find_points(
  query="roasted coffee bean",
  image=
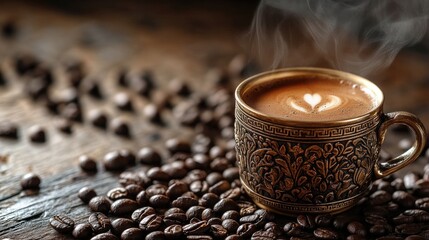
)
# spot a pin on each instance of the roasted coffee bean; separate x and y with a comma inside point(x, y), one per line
point(175, 145)
point(325, 233)
point(263, 235)
point(220, 187)
point(120, 127)
point(208, 200)
point(86, 194)
point(199, 187)
point(224, 205)
point(133, 190)
point(9, 130)
point(184, 202)
point(123, 206)
point(82, 231)
point(87, 164)
point(155, 173)
point(132, 234)
point(197, 228)
point(218, 231)
point(207, 214)
point(176, 189)
point(380, 197)
point(175, 218)
point(156, 235)
point(98, 118)
point(159, 201)
point(233, 193)
point(123, 101)
point(30, 181)
point(356, 227)
point(422, 203)
point(246, 230)
point(104, 236)
point(173, 232)
point(150, 223)
point(230, 225)
point(148, 155)
point(141, 213)
point(231, 214)
point(306, 221)
point(213, 178)
point(37, 134)
point(61, 223)
point(99, 222)
point(100, 204)
point(121, 224)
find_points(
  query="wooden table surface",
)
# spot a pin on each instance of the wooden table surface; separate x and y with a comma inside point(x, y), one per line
point(174, 41)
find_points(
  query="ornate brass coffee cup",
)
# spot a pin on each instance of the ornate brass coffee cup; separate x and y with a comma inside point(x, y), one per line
point(309, 167)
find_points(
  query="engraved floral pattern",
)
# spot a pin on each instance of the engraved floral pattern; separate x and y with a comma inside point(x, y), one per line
point(312, 173)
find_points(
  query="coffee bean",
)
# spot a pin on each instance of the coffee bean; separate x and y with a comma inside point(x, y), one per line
point(173, 232)
point(195, 212)
point(220, 187)
point(104, 236)
point(132, 234)
point(208, 200)
point(356, 227)
point(156, 235)
point(121, 224)
point(86, 194)
point(159, 201)
point(141, 213)
point(98, 118)
point(325, 233)
point(224, 205)
point(8, 130)
point(37, 134)
point(123, 101)
point(123, 206)
point(218, 231)
point(196, 228)
point(175, 218)
point(82, 231)
point(87, 164)
point(150, 223)
point(120, 127)
point(30, 181)
point(99, 222)
point(155, 173)
point(230, 225)
point(246, 230)
point(61, 223)
point(114, 161)
point(184, 202)
point(148, 155)
point(100, 204)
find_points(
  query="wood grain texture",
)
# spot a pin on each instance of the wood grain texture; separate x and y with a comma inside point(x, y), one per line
point(152, 37)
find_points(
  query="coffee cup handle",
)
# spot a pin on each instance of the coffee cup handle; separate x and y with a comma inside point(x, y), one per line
point(382, 169)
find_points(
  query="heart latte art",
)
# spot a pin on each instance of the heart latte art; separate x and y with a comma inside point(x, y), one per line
point(311, 99)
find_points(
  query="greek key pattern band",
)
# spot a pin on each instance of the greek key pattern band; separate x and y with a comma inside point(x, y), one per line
point(325, 133)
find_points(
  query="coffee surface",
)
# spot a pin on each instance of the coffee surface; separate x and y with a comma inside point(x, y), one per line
point(311, 99)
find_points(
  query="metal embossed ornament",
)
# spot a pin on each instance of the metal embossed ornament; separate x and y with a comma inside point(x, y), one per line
point(295, 167)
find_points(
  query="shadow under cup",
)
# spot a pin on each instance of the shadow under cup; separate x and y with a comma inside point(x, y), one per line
--------
▸ **Exercise directions**: Reproduce every line of the material precisely, omitting its pictures.

▸ **Exercise solution**:
find_points(
  query="roasted coffee bean",
  image=
)
# spot a pin on each instance of the roasted coffee bean; separate x and y with a comma inside point(x, y), one per line
point(175, 145)
point(325, 233)
point(263, 235)
point(220, 187)
point(120, 127)
point(208, 200)
point(86, 194)
point(199, 187)
point(224, 205)
point(133, 190)
point(9, 130)
point(184, 202)
point(123, 206)
point(82, 231)
point(87, 164)
point(155, 173)
point(132, 234)
point(197, 228)
point(218, 231)
point(207, 214)
point(176, 189)
point(380, 197)
point(175, 218)
point(156, 235)
point(98, 118)
point(159, 201)
point(233, 193)
point(123, 101)
point(30, 181)
point(356, 227)
point(422, 203)
point(246, 230)
point(104, 236)
point(173, 232)
point(150, 223)
point(230, 225)
point(148, 155)
point(141, 213)
point(231, 214)
point(306, 221)
point(213, 178)
point(37, 134)
point(61, 223)
point(99, 222)
point(100, 204)
point(121, 224)
find_points(
  query="wooden table surface",
)
# spot a pin on each instance of the wooden table surface; separate x and y with a comma inside point(x, y), one per line
point(174, 41)
find_points(
  query="ornate brass coffee cup",
)
# spot a pin on each instance of the ornate brass coffee cup; separate x and y with a comma inside point(x, y), one per line
point(309, 167)
find_points(
  query="engraved floral pattern",
)
# spot a pin on each instance of the engraved floral pattern; separate x and y with a comma inside point(x, y), one per line
point(312, 173)
find_points(
  query="coffee bean",
)
# spot a pin on each instance of the coffee bean; separate x and y with a comma inside point(x, y), one per line
point(173, 232)
point(195, 212)
point(220, 187)
point(104, 236)
point(132, 234)
point(208, 200)
point(356, 227)
point(156, 235)
point(121, 224)
point(86, 194)
point(159, 201)
point(141, 213)
point(98, 118)
point(325, 233)
point(224, 205)
point(8, 130)
point(37, 134)
point(123, 101)
point(123, 206)
point(218, 231)
point(196, 228)
point(175, 218)
point(82, 231)
point(87, 164)
point(150, 223)
point(120, 127)
point(30, 181)
point(99, 222)
point(155, 173)
point(230, 225)
point(246, 230)
point(61, 223)
point(114, 161)
point(184, 202)
point(148, 155)
point(100, 204)
find_points(
  query="wood grain texture",
)
# spot a pin on each instance of the wood grain texture; separate x and y with a comma inside point(x, y), one per line
point(152, 37)
find_points(
  query="coffee cup handle",
)
# spot a pin on each instance of the coffee cup handle; separate x and y with a comma inside point(x, y), one per line
point(382, 169)
find_points(
  query="heart latte art",
)
# spot a pin on each instance of the heart latte art; separate x and y with a comma inside point(x, y), one per line
point(311, 99)
find_points(
  query="greek key pattern band",
)
# spot a pin on each instance of the greek key pattern band; separate x and y with a comma inside point(x, y), one per line
point(325, 133)
find_points(
  query="coffee surface",
)
# spot a pin on each instance of the coffee surface; separate x and y with a comma inside point(x, y), one per line
point(311, 99)
find_points(
  query="metal embossed ornament",
)
# spot a pin on each instance of the metal embossed ornament; separate x and y with a comma inside point(x, y), one per line
point(295, 167)
find_points(
  query="shadow under cup",
)
# spot a pin on each instance of the shadow under cup; separate x and y with a comma inside point(x, y), one per line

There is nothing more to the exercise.